## WHAT IS EXPECTED
Reproduce the material from the line containing "Reviewer note: check that every instance of the white blurred" through the end of the material, keeping every line, requests included. Shift each coordinate pair in the answers by adding 66 to both numbers.

Begin DATA EXTRACT

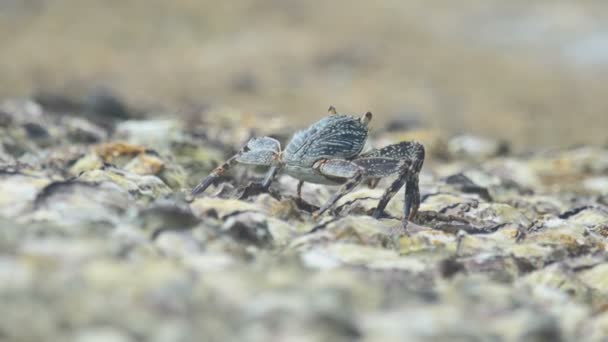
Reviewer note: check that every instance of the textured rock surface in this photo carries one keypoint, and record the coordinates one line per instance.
(99, 241)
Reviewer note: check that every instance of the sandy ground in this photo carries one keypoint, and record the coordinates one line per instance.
(533, 74)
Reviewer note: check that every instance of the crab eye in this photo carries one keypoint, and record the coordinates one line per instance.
(367, 117)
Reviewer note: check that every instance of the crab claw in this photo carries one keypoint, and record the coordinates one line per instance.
(204, 184)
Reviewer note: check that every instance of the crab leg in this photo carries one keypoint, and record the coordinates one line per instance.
(339, 169)
(299, 189)
(258, 151)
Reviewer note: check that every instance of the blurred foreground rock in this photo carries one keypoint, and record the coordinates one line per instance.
(99, 241)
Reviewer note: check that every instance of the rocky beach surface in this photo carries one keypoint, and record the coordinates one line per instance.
(101, 241)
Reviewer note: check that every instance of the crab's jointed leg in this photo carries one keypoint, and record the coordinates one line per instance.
(258, 151)
(404, 159)
(411, 154)
(299, 189)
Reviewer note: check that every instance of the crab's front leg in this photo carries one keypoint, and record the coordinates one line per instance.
(339, 169)
(258, 151)
(354, 172)
(410, 155)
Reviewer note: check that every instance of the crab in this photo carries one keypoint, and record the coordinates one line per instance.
(330, 152)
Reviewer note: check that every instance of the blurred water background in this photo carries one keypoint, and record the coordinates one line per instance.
(531, 72)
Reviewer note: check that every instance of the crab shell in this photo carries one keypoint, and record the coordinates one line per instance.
(333, 137)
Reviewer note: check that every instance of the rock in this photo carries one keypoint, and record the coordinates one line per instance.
(154, 134)
(475, 148)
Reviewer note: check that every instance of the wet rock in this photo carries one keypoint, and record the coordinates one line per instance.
(475, 148)
(154, 134)
(142, 186)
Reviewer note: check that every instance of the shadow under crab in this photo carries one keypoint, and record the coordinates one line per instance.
(329, 152)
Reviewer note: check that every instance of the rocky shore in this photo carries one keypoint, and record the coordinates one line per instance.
(100, 241)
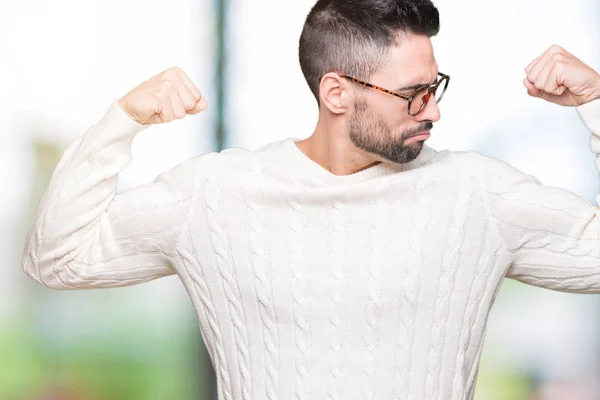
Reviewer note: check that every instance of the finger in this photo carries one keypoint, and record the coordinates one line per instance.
(189, 102)
(531, 64)
(554, 83)
(535, 92)
(190, 85)
(166, 110)
(535, 70)
(531, 89)
(200, 106)
(178, 107)
(543, 78)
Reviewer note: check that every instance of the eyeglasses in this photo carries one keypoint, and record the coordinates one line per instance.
(424, 94)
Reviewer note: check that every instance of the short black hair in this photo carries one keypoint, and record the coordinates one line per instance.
(353, 37)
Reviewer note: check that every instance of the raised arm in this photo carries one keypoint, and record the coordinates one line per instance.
(553, 235)
(83, 234)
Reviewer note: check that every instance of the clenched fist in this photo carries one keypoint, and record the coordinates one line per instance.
(163, 98)
(559, 77)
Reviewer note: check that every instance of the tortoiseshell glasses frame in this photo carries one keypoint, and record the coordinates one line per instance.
(431, 89)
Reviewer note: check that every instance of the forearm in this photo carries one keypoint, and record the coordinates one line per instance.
(80, 190)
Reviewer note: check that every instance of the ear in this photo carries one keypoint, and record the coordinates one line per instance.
(334, 94)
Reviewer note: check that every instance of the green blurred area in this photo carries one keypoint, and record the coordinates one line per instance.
(120, 366)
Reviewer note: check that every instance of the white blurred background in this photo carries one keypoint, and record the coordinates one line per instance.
(64, 62)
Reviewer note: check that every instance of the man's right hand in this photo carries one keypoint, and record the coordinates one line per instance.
(163, 98)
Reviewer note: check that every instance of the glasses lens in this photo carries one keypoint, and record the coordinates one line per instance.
(419, 101)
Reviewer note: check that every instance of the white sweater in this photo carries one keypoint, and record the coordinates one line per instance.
(307, 285)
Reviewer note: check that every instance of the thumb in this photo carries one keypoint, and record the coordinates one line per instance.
(200, 106)
(535, 92)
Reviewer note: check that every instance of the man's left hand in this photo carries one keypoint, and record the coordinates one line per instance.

End DATA EXTRACT

## CORRECT RESULT
Reviewer note: check that every instance of the white blurred background in this photo carries one keypoint, and record the coordinates one line per instance.
(130, 128)
Reviewer note: check that every instance of the man's right hand in this photo carries one keypoint, and record the coordinates one line per instance.
(229, 164)
Reviewer note: check that every instance of the glasses lens in this photo carries one keypoint, and record the coordinates one line per instance.
(485, 167)
Reviewer note: check that every instance of the white sweater in this photo carries one keypoint, and record the coordinates one line per instance.
(373, 351)
Reviewer note: check that every instance of the thumb in this photo carries one keypoint, and record the coordinates one line per instance.
(266, 172)
(601, 158)
Reviewer note: check that every instance of the man's left hand in this photo carries one keypoint, and record the coordinates one line per instance.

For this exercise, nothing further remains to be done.